Task to carry out ::
Restate the records in their entirety, word for word.
★ ★ ★ ★ ★
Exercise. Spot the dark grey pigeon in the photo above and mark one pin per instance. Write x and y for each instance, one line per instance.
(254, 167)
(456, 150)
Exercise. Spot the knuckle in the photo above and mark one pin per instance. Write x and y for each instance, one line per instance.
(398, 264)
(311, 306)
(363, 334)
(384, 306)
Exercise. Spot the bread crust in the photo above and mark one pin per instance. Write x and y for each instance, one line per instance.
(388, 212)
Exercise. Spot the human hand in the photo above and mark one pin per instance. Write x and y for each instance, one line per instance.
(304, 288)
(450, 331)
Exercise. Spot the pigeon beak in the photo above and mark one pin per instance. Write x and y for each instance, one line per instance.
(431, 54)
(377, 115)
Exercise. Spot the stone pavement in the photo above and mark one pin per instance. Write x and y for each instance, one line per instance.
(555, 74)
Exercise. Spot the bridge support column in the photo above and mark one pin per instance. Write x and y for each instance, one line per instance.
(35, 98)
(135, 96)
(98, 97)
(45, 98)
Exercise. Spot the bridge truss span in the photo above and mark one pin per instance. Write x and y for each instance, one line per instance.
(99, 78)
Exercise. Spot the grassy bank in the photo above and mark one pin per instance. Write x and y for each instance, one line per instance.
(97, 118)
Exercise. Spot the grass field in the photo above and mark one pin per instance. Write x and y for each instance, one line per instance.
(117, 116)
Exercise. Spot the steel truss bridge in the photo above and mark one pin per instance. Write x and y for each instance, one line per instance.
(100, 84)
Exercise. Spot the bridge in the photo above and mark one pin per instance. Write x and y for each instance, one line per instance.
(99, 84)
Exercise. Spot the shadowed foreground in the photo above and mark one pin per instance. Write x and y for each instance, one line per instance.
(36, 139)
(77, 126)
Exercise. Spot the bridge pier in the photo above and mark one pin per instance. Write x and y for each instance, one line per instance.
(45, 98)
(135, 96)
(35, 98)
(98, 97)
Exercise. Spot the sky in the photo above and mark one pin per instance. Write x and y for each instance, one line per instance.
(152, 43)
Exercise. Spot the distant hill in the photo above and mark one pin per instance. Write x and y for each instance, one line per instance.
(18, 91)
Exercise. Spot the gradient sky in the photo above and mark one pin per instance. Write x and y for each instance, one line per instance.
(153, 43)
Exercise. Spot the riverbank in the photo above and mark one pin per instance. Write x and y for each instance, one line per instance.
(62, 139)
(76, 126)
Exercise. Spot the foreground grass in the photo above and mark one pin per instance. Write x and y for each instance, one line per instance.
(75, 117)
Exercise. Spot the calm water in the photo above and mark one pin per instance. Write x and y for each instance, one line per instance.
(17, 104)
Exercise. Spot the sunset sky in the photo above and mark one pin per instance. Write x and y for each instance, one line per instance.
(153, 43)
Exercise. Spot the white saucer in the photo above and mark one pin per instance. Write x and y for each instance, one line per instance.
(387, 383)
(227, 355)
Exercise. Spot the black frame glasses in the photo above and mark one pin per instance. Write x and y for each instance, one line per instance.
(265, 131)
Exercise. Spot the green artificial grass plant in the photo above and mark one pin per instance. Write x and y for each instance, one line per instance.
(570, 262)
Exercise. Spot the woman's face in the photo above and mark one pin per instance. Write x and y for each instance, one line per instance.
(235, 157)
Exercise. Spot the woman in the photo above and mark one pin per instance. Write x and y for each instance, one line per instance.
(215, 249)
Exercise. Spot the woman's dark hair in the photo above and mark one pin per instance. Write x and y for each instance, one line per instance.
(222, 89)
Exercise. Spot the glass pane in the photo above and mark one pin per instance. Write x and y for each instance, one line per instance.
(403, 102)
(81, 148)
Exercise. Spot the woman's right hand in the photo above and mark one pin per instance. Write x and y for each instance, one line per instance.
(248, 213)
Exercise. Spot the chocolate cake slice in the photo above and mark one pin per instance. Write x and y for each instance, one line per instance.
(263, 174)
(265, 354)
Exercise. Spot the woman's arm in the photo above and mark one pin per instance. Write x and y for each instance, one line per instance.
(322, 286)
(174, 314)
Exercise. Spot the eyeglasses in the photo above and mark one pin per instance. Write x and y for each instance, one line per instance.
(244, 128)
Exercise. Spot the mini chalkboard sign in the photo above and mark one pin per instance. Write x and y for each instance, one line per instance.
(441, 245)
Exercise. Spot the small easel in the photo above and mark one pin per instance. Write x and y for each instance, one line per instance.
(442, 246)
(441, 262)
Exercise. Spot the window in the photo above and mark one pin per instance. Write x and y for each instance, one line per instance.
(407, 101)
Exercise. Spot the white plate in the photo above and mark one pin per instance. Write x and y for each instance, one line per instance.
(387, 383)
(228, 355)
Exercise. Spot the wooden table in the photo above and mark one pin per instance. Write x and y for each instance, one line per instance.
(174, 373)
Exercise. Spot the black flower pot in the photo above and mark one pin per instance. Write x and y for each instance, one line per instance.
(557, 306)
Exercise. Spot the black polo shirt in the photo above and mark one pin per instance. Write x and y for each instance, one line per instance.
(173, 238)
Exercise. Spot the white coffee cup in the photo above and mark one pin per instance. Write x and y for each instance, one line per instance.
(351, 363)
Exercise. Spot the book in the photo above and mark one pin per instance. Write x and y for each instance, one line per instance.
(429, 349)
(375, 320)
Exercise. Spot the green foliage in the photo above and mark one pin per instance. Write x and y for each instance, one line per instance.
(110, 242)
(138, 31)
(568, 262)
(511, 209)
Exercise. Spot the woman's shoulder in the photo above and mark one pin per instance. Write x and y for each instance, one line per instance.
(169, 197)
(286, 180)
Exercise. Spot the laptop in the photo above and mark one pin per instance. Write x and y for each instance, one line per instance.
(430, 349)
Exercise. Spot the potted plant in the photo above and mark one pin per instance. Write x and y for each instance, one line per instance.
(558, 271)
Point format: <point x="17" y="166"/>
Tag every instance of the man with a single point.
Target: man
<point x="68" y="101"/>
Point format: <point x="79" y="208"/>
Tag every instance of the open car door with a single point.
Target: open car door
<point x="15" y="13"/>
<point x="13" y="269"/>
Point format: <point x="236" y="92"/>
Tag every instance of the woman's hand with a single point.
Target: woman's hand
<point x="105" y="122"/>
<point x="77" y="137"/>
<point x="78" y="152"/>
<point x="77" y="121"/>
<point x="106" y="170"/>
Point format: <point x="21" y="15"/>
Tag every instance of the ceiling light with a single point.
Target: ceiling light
★ ★ ★ ★ ★
Result ::
Exercise. Spot the dark grey pigeon in the photo above and mark one pin per instance. Write x and y for each instance, one line per instance.
(254, 167)
(456, 150)
Exercise. Spot the knuckle in the photo above and mark one pin per instance. Write x and y for each instance, one line per instance.
(398, 264)
(311, 306)
(363, 334)
(384, 306)
Exercise. Spot the bread crust in the photo above and mark one pin per instance. Write x and y for each instance, one line per instance.
(388, 212)
Exercise. Spot the human hand in the photo above and mark one pin per instance. Write x and y for each instance, one line per instance.
(304, 288)
(450, 331)
Exercise. Spot the pigeon beak in the photo above and mark one pin per instance. Write x and y for each instance, one line per instance.
(431, 54)
(377, 115)
Exercise. Spot the stone pavement in the photo above and mark one pin per instance. Write x and y for each instance, one line per instance.
(555, 74)
Exercise. Spot the bridge support column in the photo above and mark one pin per instance. Write x and y for each instance, one line per instance.
(35, 98)
(135, 96)
(98, 97)
(45, 98)
Exercise. Spot the bridge truss span in the photo above and mark one pin per instance. Write x and y for each instance, one line per instance.
(99, 78)
Exercise. Spot the grassy bank in the photo above and mark one pin per instance. Write x and y for each instance, one line per instance.
(97, 118)
Exercise. Spot the grass field in the photo above and mark one pin per instance. Write x and y for each instance, one line per instance.
(117, 116)
Exercise. Spot the steel truss bridge in the photo above and mark one pin per instance. Write x and y for each instance, one line per instance.
(100, 84)
Exercise. Spot the bridge in the photo above and mark one pin per instance. Write x and y for each instance, one line per instance.
(99, 84)
Exercise. Spot the shadowed foreground in the photo above and mark one pin per instance. Write x and y for each instance, one line per instance.
(36, 139)
(77, 126)
Exercise. Spot the bridge pier in the photo above and mark one pin per instance. Write x and y for each instance, one line per instance.
(45, 98)
(135, 96)
(35, 98)
(98, 97)
Exercise. Spot the sky in the photo above and mark one pin per instance. Write x and y for each instance, one line per instance.
(152, 43)
Exercise. Spot the distant hill in the photo above and mark one pin per instance. Write x and y for each instance, one line per instance.
(18, 91)
Exercise. Spot the gradient sky in the photo above and mark one pin per instance. Write x and y for each instance, one line per instance.
(153, 43)
Exercise. Spot the riverbank in the photo above and mark one pin per instance. Write x and y for each instance, one line per instance.
(62, 139)
(76, 126)
Exercise. Spot the foreground grass in the photo above and mark one pin per instance. Write x and y for each instance, one line per instance.
(75, 117)
Exercise. Spot the calm water in the photo above and mark one pin per instance. Write x and y for each instance, one line per instance.
(17, 104)
Exercise. Spot the sunset sky in the photo above and mark one pin per instance. Write x and y for each instance, one line per instance.
(153, 43)
Exercise. Spot the white saucer in the photo above and mark one pin per instance. Write x and y for each instance, one line per instance.
(387, 383)
(227, 355)
Exercise. Spot the black frame glasses in the photo above and mark one pin per instance. Write x and y for each instance, one line per instance.
(265, 131)
Exercise. Spot the green artificial grass plant in the photo above and mark one pin per instance. Write x and y for each instance, one line per instance.
(570, 262)
Exercise. Spot the woman's face in the photo above and mark one pin per instance. Write x and y for each instance, one line per instance.
(235, 157)
Exercise. Spot the woman in the photo above and mark one pin per instance. Write x and y for each instance, one line per instance.
(215, 249)
Exercise. Spot the woman's dark hair in the photo above and mark one pin per instance. Write x and y for each instance, one line per instance.
(222, 89)
Exercise. Spot the glass pane in the photo above and mark one pin per instance. Write x and y for each instance, one line per instance.
(403, 102)
(81, 148)
Exercise. Spot the woman's right hand in the photo above and mark one pin per instance. Write x and y for each instance, one line per instance.
(248, 213)
Exercise. Spot the chocolate cake slice in the photo above and mark one pin per instance. Write x and y for each instance, one line per instance.
(263, 174)
(265, 354)
Exercise. Spot the woman's arm in the photo above and mark one pin per instance. Write x and y for each instance, one line per instance.
(322, 286)
(174, 314)
Exercise. Spot the eyeglasses in the photo above and mark one pin per instance. Write x and y for each instance, one line per instance.
(244, 128)
Exercise. Spot the mini chalkboard sign in the photo above and mark one pin per instance. Write x and y for each instance, one line per instance.
(441, 245)
Exercise. Spot the small easel in the photo above and mark one pin per instance. Write x and y for each instance, one line per instance.
(442, 246)
(441, 262)
Exercise. Spot the window in the photo above and mark one pin per instance. Write x and y for each instance, one line per instance.
(407, 101)
Exercise. Spot the white plate in the photo above and mark one pin per instance. Write x and y for each instance, one line per instance.
(387, 383)
(228, 355)
Exercise. Spot the wooden table in the photo above and mark one pin per instance. Write x and y for each instance, one line per instance.
(174, 373)
Exercise. Spot the black flower pot in the photo above and mark one pin per instance. Write x and y for each instance, one line per instance.
(557, 306)
Exercise. Spot the black polo shirt in the photo above and mark one pin per instance. Write x and y for each instance, one line per instance.
(173, 238)
Exercise. Spot the white coffee cup in the photo above and mark one pin per instance. Write x and y for each instance, one line per instance.
(351, 363)
Exercise. Spot the book in the photo above and mark one pin per instance. Write x and y for each instance, one line per instance.
(429, 349)
(375, 320)
Exercise. Spot the green foliage in the photo above and mark one pin per instance. Write x and y for each instance, one line per instance.
(110, 242)
(138, 31)
(568, 262)
(511, 209)
Exercise. Spot the woman's shoulder in the photo above and mark one pin per instance. Write x and y for each instance, one line per instance.
(169, 197)
(286, 180)
Exercise. Spot the laptop in the photo above and mark one pin per instance. Write x and y for each instance, one line per instance.
(430, 349)
Exercise. Spot the potted plant in the photo above and mark one pin per instance. Write x and y for each instance, one line per instance.
(558, 271)
Point format: <point x="17" y="166"/>
Tag every instance of the man with a single point.
Target: man
<point x="68" y="101"/>
Point format: <point x="79" y="208"/>
Tag every instance of the open car door with a single point.
Target: open car door
<point x="15" y="13"/>
<point x="13" y="269"/>
Point format: <point x="236" y="92"/>
Tag every instance of the woman's hand with a single point.
Target: woman's hand
<point x="105" y="122"/>
<point x="77" y="137"/>
<point x="78" y="152"/>
<point x="77" y="121"/>
<point x="106" y="170"/>
Point format: <point x="21" y="15"/>
Tag every instance of the ceiling light with a single point.
Target: ceiling light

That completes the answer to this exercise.